◆ Exercise brief ◆
Look through the data below. Collect every line where the word "jersey" occurs.

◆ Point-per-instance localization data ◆
*** Begin section ***

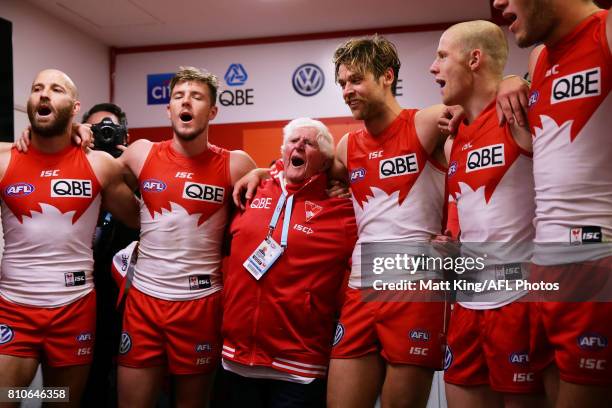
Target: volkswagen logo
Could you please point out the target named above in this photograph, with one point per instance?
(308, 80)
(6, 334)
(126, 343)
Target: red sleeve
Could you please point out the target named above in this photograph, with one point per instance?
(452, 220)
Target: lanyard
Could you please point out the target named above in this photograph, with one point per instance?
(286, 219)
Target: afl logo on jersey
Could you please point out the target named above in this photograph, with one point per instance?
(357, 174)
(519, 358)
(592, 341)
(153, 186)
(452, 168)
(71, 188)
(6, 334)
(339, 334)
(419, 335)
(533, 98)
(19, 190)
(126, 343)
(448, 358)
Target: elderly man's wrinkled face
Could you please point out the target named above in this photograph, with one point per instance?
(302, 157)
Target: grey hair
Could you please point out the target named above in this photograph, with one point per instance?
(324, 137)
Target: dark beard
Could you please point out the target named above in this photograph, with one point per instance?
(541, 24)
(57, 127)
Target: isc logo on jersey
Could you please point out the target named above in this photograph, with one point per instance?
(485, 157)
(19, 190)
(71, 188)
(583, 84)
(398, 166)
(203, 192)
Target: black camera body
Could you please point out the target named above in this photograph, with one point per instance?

*** End section ***

◆ Result of this exercise ◆
Target: afl logo on jersey
Target: isc logo on jersey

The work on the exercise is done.